(Text-to-region grounding data)
>>>>>
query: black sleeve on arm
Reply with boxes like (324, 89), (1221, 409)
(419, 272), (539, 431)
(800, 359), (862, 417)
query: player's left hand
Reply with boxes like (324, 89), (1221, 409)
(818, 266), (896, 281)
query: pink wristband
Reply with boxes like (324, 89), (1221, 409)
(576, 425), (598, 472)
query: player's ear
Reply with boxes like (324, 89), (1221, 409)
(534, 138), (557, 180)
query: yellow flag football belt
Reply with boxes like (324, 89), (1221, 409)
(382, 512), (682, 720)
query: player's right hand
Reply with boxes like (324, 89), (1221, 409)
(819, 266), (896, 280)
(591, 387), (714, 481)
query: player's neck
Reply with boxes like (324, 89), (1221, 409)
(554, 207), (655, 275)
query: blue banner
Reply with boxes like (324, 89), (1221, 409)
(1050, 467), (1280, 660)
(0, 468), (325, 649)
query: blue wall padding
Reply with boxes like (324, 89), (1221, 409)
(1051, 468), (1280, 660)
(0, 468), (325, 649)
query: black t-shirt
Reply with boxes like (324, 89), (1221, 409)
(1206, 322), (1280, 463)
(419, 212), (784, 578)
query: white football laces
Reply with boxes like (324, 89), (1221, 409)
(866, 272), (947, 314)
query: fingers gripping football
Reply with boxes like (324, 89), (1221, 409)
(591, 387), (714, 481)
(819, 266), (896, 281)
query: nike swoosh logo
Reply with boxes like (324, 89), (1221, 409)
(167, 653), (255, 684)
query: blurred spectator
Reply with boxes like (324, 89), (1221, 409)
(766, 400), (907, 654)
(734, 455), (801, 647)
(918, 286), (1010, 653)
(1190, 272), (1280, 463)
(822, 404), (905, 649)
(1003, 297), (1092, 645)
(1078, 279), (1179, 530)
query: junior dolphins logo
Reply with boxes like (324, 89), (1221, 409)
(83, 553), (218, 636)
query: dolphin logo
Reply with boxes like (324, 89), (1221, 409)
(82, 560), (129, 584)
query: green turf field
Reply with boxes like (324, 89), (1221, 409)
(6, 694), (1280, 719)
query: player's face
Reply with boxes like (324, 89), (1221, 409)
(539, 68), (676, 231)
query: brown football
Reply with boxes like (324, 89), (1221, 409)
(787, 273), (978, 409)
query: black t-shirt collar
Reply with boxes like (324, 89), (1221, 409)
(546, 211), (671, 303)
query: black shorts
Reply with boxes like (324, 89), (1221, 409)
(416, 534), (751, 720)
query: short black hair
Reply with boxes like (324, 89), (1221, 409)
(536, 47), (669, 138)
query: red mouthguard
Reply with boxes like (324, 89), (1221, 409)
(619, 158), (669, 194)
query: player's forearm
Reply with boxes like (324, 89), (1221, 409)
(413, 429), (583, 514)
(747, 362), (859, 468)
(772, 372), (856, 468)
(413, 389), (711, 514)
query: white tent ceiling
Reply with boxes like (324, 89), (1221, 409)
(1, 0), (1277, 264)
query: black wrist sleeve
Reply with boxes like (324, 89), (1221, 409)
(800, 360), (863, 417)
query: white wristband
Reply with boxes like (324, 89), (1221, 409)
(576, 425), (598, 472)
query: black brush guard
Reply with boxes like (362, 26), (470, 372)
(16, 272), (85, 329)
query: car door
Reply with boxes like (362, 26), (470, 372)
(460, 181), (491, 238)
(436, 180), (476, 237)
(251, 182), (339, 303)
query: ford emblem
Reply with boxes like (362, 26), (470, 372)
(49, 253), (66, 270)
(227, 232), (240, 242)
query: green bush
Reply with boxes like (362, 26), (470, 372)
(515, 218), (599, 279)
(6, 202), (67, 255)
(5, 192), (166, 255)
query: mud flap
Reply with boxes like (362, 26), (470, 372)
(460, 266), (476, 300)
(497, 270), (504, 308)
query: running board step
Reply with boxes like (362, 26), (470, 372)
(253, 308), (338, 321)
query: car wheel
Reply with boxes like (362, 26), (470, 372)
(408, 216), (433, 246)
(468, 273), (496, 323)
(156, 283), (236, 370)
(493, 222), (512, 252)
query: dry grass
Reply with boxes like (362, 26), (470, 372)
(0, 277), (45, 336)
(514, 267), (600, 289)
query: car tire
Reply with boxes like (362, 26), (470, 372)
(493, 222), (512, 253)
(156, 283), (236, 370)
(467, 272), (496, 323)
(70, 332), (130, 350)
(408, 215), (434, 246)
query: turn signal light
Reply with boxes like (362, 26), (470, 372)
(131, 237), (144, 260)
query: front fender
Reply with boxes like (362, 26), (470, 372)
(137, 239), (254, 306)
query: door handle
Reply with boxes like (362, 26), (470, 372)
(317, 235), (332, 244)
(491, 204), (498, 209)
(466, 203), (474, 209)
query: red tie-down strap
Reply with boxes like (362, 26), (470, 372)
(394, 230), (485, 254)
<<<<<
Would you print exactly, and only, the lines of the data above from the line with "query: green turf field" through the line with "query: black t-shirt collar", inclusive?

Exercise result ->
query: green turf field
Reply with boxes like (324, 89), (1221, 409)
(6, 694), (1280, 719)
query: player's face
Reply with boxes like (324, 89), (1221, 409)
(539, 68), (676, 231)
query: brown football
Reply with boxes like (324, 89), (1221, 409)
(787, 273), (978, 409)
query: black t-shirt collar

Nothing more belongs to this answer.